*Task:* Give an exact copy of every entry.

Records contained in a dataset:
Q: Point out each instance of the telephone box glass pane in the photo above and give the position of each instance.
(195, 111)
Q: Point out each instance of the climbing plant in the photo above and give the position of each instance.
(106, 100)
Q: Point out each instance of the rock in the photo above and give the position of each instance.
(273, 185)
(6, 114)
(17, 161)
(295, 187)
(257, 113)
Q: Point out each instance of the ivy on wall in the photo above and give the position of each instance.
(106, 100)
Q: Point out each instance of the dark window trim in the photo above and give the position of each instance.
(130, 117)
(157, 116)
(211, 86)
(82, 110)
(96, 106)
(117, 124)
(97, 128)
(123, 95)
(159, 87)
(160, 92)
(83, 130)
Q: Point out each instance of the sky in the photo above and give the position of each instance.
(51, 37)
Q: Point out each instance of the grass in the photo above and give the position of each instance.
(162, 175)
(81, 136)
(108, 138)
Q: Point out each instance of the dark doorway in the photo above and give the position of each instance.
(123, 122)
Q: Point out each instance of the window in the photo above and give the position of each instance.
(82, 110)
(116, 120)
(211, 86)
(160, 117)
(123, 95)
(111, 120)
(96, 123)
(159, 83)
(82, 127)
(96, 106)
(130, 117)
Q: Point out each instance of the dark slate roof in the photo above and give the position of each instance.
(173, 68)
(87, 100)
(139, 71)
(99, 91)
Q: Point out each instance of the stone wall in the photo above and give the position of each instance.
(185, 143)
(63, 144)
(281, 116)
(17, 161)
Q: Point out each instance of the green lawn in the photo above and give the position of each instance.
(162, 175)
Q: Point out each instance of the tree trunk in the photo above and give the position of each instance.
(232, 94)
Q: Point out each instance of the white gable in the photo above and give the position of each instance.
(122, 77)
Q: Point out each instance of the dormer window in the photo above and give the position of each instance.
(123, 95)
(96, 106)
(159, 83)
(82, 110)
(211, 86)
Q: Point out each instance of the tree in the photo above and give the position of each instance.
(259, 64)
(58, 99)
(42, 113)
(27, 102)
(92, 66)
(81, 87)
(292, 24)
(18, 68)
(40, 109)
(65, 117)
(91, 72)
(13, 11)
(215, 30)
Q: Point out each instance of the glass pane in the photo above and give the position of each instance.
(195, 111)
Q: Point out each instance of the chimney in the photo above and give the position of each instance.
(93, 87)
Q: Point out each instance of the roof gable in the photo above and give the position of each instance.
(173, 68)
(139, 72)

*Solution to the exercise:*
Q: Point out each instance of the telephone box glass pane in the photo above and give the position of each instance.
(195, 111)
Q: Point out each instance of the climbing plant in the photo above and give the position of each instance.
(106, 100)
Q: Point out each instance of the rock in the photo above and give the position of each instance.
(273, 185)
(6, 114)
(17, 161)
(295, 187)
(257, 113)
Q: Point out each instance of the ivy on wall in the photo above and give the position of each instance.
(106, 100)
Q: Point out each instance of the dark window trim in the photo above and give the position of each instance.
(130, 117)
(157, 116)
(211, 86)
(82, 110)
(96, 106)
(117, 124)
(97, 128)
(123, 95)
(159, 87)
(160, 92)
(83, 130)
Q: Point out each instance of the sky in the photo above and give the position of each instance.
(51, 37)
Q: Point out each instance of the grass in the photo above and give the position of each instance.
(162, 175)
(81, 136)
(108, 138)
Q: Point out each instance of the dark doorway in the photo above and give the position of each instance.
(123, 122)
Q: Point out each instance of the window in the photo above and give the position of each instance.
(82, 110)
(116, 120)
(211, 86)
(160, 117)
(123, 95)
(111, 120)
(96, 123)
(159, 83)
(82, 127)
(96, 106)
(130, 117)
Q: Point out each instance of the dark slate roof in the photo above and give the position of each instance.
(173, 68)
(87, 100)
(139, 71)
(99, 91)
Q: Point out each instance of the stone wall in the photo above and give the position of each instance.
(185, 143)
(63, 144)
(281, 116)
(17, 161)
Q: Point out each instance of the green lawn in the photo above and give the position of each instance.
(162, 175)
Q: Point out each instance of the tree trunk in the photo above and give the position of each instance.
(232, 94)
Q: Point out each instance of the white gable in the photo above and give the position of each instance.
(122, 77)
Q: Point out each instance of the dormer window in the photo above and give the position of each instance.
(123, 95)
(96, 106)
(159, 83)
(82, 110)
(211, 86)
Q: Point out each instance of the tree in the photo above and give the position of each instance.
(259, 64)
(58, 99)
(42, 113)
(27, 102)
(92, 66)
(81, 87)
(292, 24)
(18, 68)
(40, 109)
(65, 117)
(91, 72)
(13, 11)
(215, 30)
Q: Point out each instance of the glass pane in the photo above and give the position of each instance.
(195, 111)
Q: Point out each instance of the chimney in the photo above and give the position of each instance.
(93, 87)
Q: Point out each instance of the roof gable in the photo above and give the position of each instance.
(173, 68)
(139, 72)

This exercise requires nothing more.